* Begin GIVEN INFORMATION *

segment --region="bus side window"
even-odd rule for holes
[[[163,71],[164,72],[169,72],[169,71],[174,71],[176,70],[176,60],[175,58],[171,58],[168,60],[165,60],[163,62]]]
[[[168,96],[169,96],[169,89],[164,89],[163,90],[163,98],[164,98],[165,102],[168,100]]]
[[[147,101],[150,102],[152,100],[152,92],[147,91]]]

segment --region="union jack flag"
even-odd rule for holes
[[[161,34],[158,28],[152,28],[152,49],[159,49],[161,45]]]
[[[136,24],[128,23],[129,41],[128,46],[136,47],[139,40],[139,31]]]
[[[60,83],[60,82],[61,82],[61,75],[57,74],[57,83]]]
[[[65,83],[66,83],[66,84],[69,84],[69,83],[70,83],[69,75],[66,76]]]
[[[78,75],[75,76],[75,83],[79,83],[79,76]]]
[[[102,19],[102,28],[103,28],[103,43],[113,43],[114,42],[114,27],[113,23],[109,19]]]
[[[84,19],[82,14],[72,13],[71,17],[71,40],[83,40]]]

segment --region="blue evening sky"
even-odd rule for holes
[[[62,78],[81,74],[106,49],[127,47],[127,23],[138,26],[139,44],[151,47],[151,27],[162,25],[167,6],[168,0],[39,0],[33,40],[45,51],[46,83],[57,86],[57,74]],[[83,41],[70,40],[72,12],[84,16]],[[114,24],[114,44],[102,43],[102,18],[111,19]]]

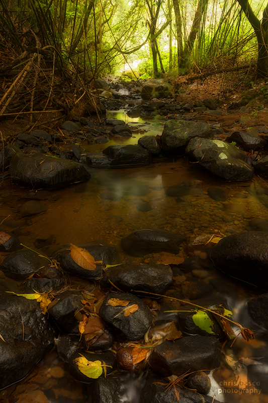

* End GIVEN INFORMATION *

_THE TASK_: Extract every line of the material above that contains the string "segment", treating uppercase and lowercase letters as distinct.

_WRITTEN SOLUTION_:
segment --region="bus side window"
segment --region="union jack flag"
segment --region="blue evening sky"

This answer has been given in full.